» **Quoted passage**
☆ ☆ ☆ ☆ ☆
The Canady court’s reasoning—which recognizes the importance of minimizing
unnecessary briefing while ensuring that new material on reply and sur-reply was adequately
addressed—supports including Public Resource’s reply in this record. To ensure a full record,
and in the interest of justice, the Court should afford Public Resource the reply on the terms the
Court set in its May 17 order and never vacated. Plaintiffs had their opportunity to reply in
support of their own motion after receiving Public Resource’s opposition.
Plaintiffs Cannot Identify Any Injustice or Prejudice from Public
Resource’s Reply, and They Seek to Thwart the Interest of Justice.
As Public Resource explained above, it filed its reply on the date that this Court set for its
reply in its May 17 order and never vacated. Plaintiffs are trying to exploit a technical omission
in the May 21 amended scheduling minute order as a tactical advantage. Rule 1, Fed.R.Civ.P.,
embodies a fundamental principle of procedural justice in American courts: The rules “should
be construed, administered, and employed by the court and the parties to secure the just, speedy,
and inexpensive determination of every action and proceeding.” Id.
This motion to strike flies in the face of that rule. Plaintiffs have not given any sound
reason why Public Resource’s reply brief, which accorded with the specific provision for it in the
May 17 minute order, causes them injustice or prejudice. They cannot seriously argue injustice
or prejudice, and they cannot excuse their own tactical maneuver in this motion.
Plaintiffs Failed to Comply with LCvR 7(m) Before Filing the Motion,
and the Failure Justifies Summary Denial of the Motion.
“Those who live by the sword, die by the sword.” Plaintiffs’ motion is an unusual effort
to trip an adversary up with a hypertechnical argument. But Plaintiffs have not minded their own
clear obligations under the Local Rules before burdening Public Resource (a non-profit
organization with pro bono counsel) with this motion during Hanukkah and in the interval
between Christmas and New Year’s Day, and burdening this Court with the motion.
☆ ☆ ☆ ☆ ☆
» **Collected material**
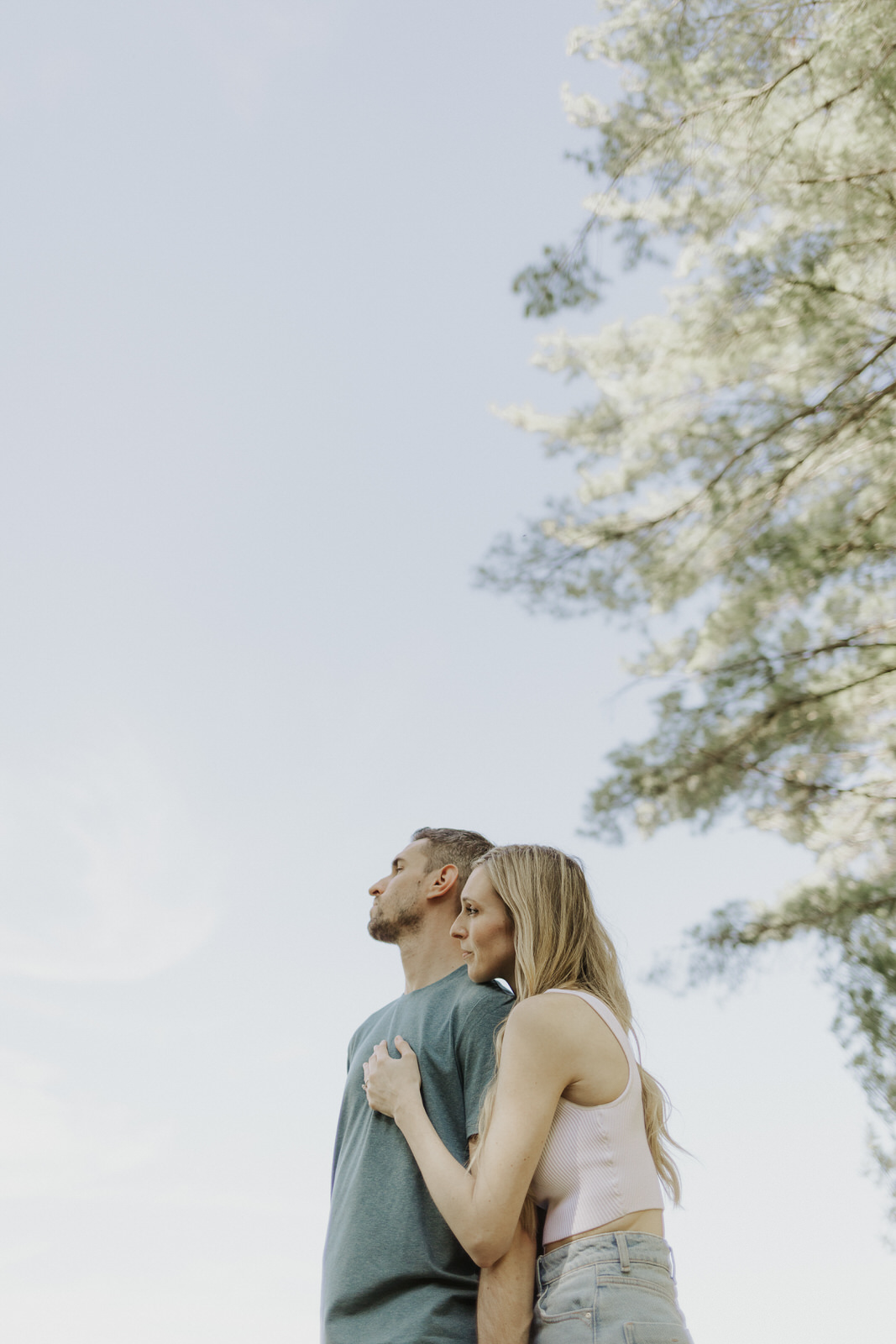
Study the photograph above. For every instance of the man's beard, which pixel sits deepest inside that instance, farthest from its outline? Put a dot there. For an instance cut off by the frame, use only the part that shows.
(391, 931)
☆ ☆ ☆ ☆ ☆
» **What to work on**
#1 In the court filing, what kind of organization is Public Resource described as?
#2 Copy word for word the part of the court filing from "This motion to" up to and including "of the Motion.".
#3 Continue the court filing from the point where it stops.

» **Per-task answers**
#1 A non-profit organization with pro bono counsel.

#2
This motion to strike flies in the face of that rule. Plaintiffs have not given any sound
reason why Public Resource’s reply brief, which accorded with the specific provision for it in the
May 17 minute order, causes them injustice or prejudice. They cannot seriously argue injustice
or prejudice, and they cannot excuse their own tactical maneuver in this motion.
Plaintiffs Failed to Comply with LCvR 7(m) Before Filing the Motion,
and the Failure Justifies Summary Denial of the Motion.

#3
Plaintiffs never indicated to Public Resource that they were contemplating this motion to
strike; they did not solicit Public Resource’s view of the motion or make any effort to resolve it;
and they failed to include the mandatory language about a pre-motion conference in their moving
papers, each of which are required by LCvR 7(m). (They merely asked Public Resource’s
counsel the basis for their reply filing, and Public Resource explained it.)
For all of the reasons that Public Resource has given, the Court should deny the motion.
Dated: December 27, 2019
/s/ Andrew P. Bridges
[counsel identification on next page]
Andrew P. Bridges (AR0002)
Matthew B. Becker (admitted pro hac vice)
Armen N. Nercessian (pending pro hac vice)
Shannon E. Turner (pending pro hac vice)
FENWICK & WEST LLP
555 California Street, 12th Floor
San Francisco, CA 94104
Telephone: (415) 875-2300
Facsimile: (415) 281-1350
Corynne McSherry (admitted pro hac vice)
Mitchell L. Stoltz (D.C. Bar No. 978149)
ELECTRONIC FRONTIER FOUNDATION
815 Eddy Street
San Francisco, CA 94109
Telephone: (415) 436-9333
Facsimile: (415) 436-9993
David Halperin (D.C. Bar No. 426078)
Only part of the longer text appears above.